=== SOURCE PASSAGE ===
Pasta peperonata | Pasta recipes | Jamie Oliver recipes image

Chunky rigatoni pasta is great for catching the lovely flavours of the peppers and mascarpone

Total Time 1 hours

Yield 4

Number Of Ingredients 10

2 red peppers
2 yellow peppers
extra virgin olive oil
2 red onions
2 cloves of garlic
2 handfuls of fresh flat-leaf parsley
2 tablespoons red wine vinegar or balsamic vinegar
2 handfuls of Parmesan cheese
2 heaped tablespoons mascarpone cheese or crème fraîche optional
455 g rigatoni, penne or spaghetti

Steps:

    1. Deseed and slice the peppers and put them in a large frying pan over a medium heat with a little olive oil and a pinch of sea salt and black pepper. Place a lid on, and cook slowly for 15 minutes until softened. Don't rush this too much, as cooking the peppers slowly like this really helps to bring out the flavour.
=== RAW DATA ===
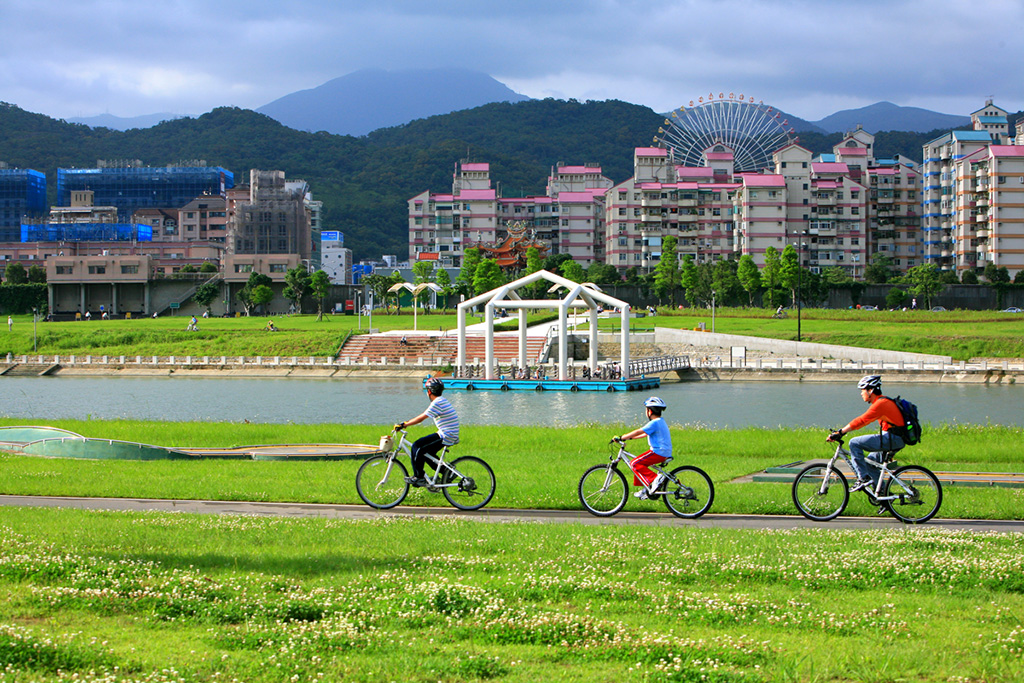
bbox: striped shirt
===
GIVEN TASK:
Answer these questions about the pasta peperonata recipe:
1. What yield does the recipe give?
2. Which pasta does the opening sentence call great for catching the taste of the peppers and mascarpone?
3. For how long should the peppers cook with the lid on?

EXERCISE OUTPUT:
1. 4
2. Chunky rigatoni
3. 15 minutes